Convert all of the entries below into a JSON list of strings, one string per line, with blank lines skipped. Leave the pictures out of your answer.

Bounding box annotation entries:
──────────────────────────────

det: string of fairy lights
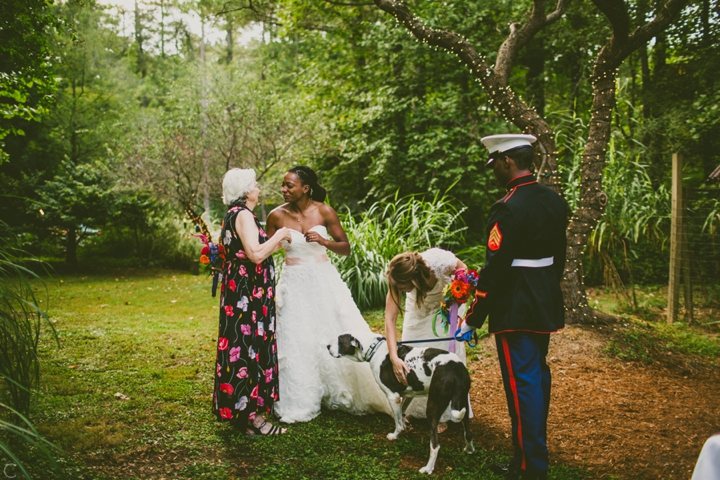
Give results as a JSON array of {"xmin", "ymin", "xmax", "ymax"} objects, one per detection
[{"xmin": 376, "ymin": 0, "xmax": 632, "ymax": 317}]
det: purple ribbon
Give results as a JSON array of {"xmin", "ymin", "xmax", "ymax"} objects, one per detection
[{"xmin": 448, "ymin": 302, "xmax": 459, "ymax": 353}]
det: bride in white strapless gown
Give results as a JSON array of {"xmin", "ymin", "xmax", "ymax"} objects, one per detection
[{"xmin": 275, "ymin": 225, "xmax": 390, "ymax": 423}]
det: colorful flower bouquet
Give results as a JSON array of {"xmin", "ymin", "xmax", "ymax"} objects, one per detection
[
  {"xmin": 432, "ymin": 268, "xmax": 480, "ymax": 353},
  {"xmin": 193, "ymin": 235, "xmax": 225, "ymax": 297}
]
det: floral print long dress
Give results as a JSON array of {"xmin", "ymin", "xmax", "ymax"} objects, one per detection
[{"xmin": 213, "ymin": 203, "xmax": 279, "ymax": 424}]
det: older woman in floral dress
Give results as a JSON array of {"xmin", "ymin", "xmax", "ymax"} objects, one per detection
[{"xmin": 213, "ymin": 168, "xmax": 292, "ymax": 435}]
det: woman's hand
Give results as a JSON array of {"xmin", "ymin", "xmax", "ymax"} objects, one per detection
[
  {"xmin": 273, "ymin": 227, "xmax": 292, "ymax": 243},
  {"xmin": 305, "ymin": 230, "xmax": 325, "ymax": 245},
  {"xmin": 390, "ymin": 357, "xmax": 410, "ymax": 386}
]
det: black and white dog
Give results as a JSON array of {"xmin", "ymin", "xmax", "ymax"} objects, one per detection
[{"xmin": 328, "ymin": 331, "xmax": 475, "ymax": 474}]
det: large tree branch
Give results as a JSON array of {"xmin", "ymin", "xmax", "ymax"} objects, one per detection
[
  {"xmin": 374, "ymin": 0, "xmax": 570, "ymax": 192},
  {"xmin": 593, "ymin": 0, "xmax": 690, "ymax": 71},
  {"xmin": 495, "ymin": 0, "xmax": 570, "ymax": 85}
]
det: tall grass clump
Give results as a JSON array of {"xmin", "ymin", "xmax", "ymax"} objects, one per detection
[
  {"xmin": 0, "ymin": 231, "xmax": 64, "ymax": 478},
  {"xmin": 335, "ymin": 194, "xmax": 484, "ymax": 309},
  {"xmin": 554, "ymin": 107, "xmax": 671, "ymax": 298}
]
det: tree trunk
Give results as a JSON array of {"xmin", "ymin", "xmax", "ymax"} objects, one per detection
[
  {"xmin": 65, "ymin": 227, "xmax": 77, "ymax": 266},
  {"xmin": 225, "ymin": 14, "xmax": 235, "ymax": 65},
  {"xmin": 561, "ymin": 58, "xmax": 615, "ymax": 323}
]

──────────────────────────────

# [TASK ANSWER]
[
  "det: string of fairy lights",
  "Give results as a JSON array of {\"xmin\", \"ymin\", \"xmax\", \"ymax\"} objects, one per detection",
  "[{\"xmin\": 376, \"ymin\": 0, \"xmax\": 632, \"ymax\": 317}]",
  "det: purple ribbon",
  "Give results as a JSON array of {\"xmin\", \"ymin\", \"xmax\", \"ymax\"} objects, one per detection",
  "[{\"xmin\": 448, \"ymin\": 302, \"xmax\": 459, \"ymax\": 353}]",
  "det: bride in white strapless gown",
  "Give results as a JSON array of {\"xmin\", \"ymin\", \"xmax\", \"ymax\"} objects, one per detection",
  "[{\"xmin\": 275, \"ymin\": 225, \"xmax\": 390, \"ymax\": 423}]",
  "det: colorful flower bouquet",
  "Give results as a JSON array of {\"xmin\", \"ymin\", \"xmax\", \"ymax\"} objects, one per detection",
  "[",
  "  {\"xmin\": 432, \"ymin\": 268, \"xmax\": 480, \"ymax\": 353},",
  "  {\"xmin\": 193, \"ymin\": 235, \"xmax\": 225, \"ymax\": 297}",
  "]",
  "det: floral print long dress",
  "Give results as a JSON array of {\"xmin\", \"ymin\", \"xmax\", \"ymax\"} objects, one per detection",
  "[{\"xmin\": 213, \"ymin\": 203, \"xmax\": 279, \"ymax\": 424}]",
  "det: older woman in floral dress",
  "Give results as a JSON array of {\"xmin\", \"ymin\", \"xmax\", \"ymax\"} objects, one per detection",
  "[{\"xmin\": 213, \"ymin\": 168, \"xmax\": 292, \"ymax\": 435}]",
  "det: woman's hand",
  "Give results as a JSON array of {\"xmin\", \"ymin\", \"xmax\", \"ymax\"} objects, one per detection",
  "[",
  "  {\"xmin\": 273, \"ymin\": 227, \"xmax\": 292, \"ymax\": 243},",
  "  {\"xmin\": 305, \"ymin\": 230, \"xmax\": 325, \"ymax\": 245},",
  "  {\"xmin\": 390, \"ymin\": 357, \"xmax\": 410, \"ymax\": 386}",
  "]",
  "det: black and white dog",
  "Give results as a JSON array of {\"xmin\", \"ymin\", \"xmax\", \"ymax\"} objects, one per detection",
  "[{\"xmin\": 328, \"ymin\": 331, \"xmax\": 475, \"ymax\": 474}]",
  "det: large tree branch",
  "Give results as a JSON array of {\"xmin\", \"ymin\", \"xmax\", \"ymax\"} objects, one per detection",
  "[",
  "  {\"xmin\": 374, \"ymin\": 0, \"xmax\": 570, \"ymax\": 192},",
  "  {\"xmin\": 593, \"ymin\": 0, \"xmax\": 690, \"ymax\": 71},",
  "  {\"xmin\": 495, \"ymin\": 0, \"xmax\": 570, \"ymax\": 85}",
  "]",
  "det: tall grass clump",
  "Give results as a JSON array of {\"xmin\", \"ymin\", \"xmax\", \"ymax\"} objects, one per detection",
  "[",
  "  {\"xmin\": 0, \"ymin\": 231, \"xmax\": 64, \"ymax\": 478},",
  "  {\"xmin\": 335, \"ymin\": 194, \"xmax\": 484, \"ymax\": 309},",
  "  {\"xmin\": 554, \"ymin\": 107, \"xmax\": 671, \"ymax\": 298}",
  "]",
  "det: tree trunk",
  "Give results as a JSON array of {\"xmin\", \"ymin\", \"xmax\", \"ymax\"} objects, one per detection",
  "[",
  "  {\"xmin\": 65, \"ymin\": 227, \"xmax\": 77, \"ymax\": 266},",
  "  {\"xmin\": 225, \"ymin\": 14, \"xmax\": 235, \"ymax\": 65},",
  "  {\"xmin\": 561, \"ymin\": 58, \"xmax\": 615, \"ymax\": 323}",
  "]"
]